The historic Māori Language (Te Reo Māori) Bill is one step closer to being law after it passed its second reading in Parliament today.

The bill has been reported back as a dual language bill. It will be the first bill to be enacted in both te reo Māori and English, with the Māori version to prevail in the event of conflict between the two versions.

In his speech in Parliament today, Māori Development Minister Te Ururoa Flavell said that the bill as amended by the Māori Affairs Committee, will protect, promote and revitalise te reo Māori.

"The vision for the future of the language will be examined and assessed through the requirements of this bill.

"It promotes and supports iwi and Māori leadership of Māori language revitalisation and it reinforces the Crown’s responsibilities to te reo Māori."

Mr Flavell said the bill, as reported back, has been strengthened.

"It recognises the contribution and commitment of the Crown to te reo Māori. It requires both the Crown and iwi and Māori to work in partnership. Both have roles and responsibilities for te reo.

"The bill establishes Te Mātāwai, an independent statutory entity to provide leadership on behalf of iwi and Māori in their role as kaitiaki of the Māori language.

§ **Prompt 1**:
In the article on the Māori Language Bill, which version of the bill prevails if its te reo Māori and English versions conflict?
§ **Prompt 2**:
Reproduce the part of the article on the Māori Language Bill starting with "The historic Māori" and going on through "revitalise te reo Māori.".

§ **Extracted information**:
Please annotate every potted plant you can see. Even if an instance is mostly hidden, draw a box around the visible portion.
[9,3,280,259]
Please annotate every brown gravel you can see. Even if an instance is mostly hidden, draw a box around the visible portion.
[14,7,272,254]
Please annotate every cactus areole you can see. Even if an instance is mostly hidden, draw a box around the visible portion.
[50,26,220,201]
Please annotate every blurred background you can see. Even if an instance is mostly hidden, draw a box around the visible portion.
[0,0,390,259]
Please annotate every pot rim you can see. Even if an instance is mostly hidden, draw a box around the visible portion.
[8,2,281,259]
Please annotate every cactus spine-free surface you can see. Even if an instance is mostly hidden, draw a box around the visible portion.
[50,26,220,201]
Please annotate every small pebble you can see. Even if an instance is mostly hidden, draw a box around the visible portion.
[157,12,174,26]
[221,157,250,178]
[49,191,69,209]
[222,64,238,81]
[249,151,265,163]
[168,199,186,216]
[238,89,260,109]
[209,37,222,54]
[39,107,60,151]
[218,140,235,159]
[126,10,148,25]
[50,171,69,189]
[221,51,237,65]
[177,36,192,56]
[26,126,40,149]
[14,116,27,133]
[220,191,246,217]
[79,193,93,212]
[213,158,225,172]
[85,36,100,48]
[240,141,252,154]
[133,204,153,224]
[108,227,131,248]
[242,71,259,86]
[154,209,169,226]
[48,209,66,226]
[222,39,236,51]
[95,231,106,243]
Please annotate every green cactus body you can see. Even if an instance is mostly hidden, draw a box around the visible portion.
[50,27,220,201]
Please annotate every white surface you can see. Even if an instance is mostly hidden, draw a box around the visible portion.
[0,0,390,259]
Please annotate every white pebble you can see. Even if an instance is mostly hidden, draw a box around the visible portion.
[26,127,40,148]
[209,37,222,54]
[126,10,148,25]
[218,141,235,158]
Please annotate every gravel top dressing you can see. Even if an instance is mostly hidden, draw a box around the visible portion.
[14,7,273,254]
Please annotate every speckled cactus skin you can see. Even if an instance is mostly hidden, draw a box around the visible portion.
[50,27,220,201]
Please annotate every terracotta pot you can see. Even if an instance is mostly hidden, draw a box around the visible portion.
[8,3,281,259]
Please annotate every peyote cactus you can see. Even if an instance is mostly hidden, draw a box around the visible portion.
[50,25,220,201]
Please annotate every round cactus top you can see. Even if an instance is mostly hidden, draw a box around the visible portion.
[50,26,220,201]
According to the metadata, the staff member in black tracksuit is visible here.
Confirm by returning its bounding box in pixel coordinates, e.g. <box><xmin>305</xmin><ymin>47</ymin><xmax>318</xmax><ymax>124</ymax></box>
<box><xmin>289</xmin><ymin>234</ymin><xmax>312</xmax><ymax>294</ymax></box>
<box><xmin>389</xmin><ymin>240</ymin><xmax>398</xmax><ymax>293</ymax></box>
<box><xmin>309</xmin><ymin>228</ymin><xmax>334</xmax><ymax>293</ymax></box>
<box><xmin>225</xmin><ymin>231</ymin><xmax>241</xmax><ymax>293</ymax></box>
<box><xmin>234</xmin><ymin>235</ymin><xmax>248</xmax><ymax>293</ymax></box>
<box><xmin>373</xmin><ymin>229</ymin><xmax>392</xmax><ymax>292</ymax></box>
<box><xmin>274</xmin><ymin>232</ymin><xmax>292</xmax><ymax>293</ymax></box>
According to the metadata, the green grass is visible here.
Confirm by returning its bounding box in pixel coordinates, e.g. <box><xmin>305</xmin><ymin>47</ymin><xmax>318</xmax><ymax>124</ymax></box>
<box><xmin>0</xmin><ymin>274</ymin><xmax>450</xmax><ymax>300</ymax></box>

§ **Worked solution 1**:
The Māori version prevails.

§ **Worked solution 2**:
The historic Māori Language (Te Reo Māori) Bill is one step closer to being law after it passed its second reading in Parliament today.

The bill has been reported back as a dual language bill. It will be the first bill to be enacted in both te reo Māori and English, with the Māori version to prevail in the event of conflict between the two versions.

In his speech in Parliament today, Māori Development Minister Te Ururoa Flavell said that the bill as amended by the Māori Affairs Committee, will protect, promote and revitalise te reo Māori.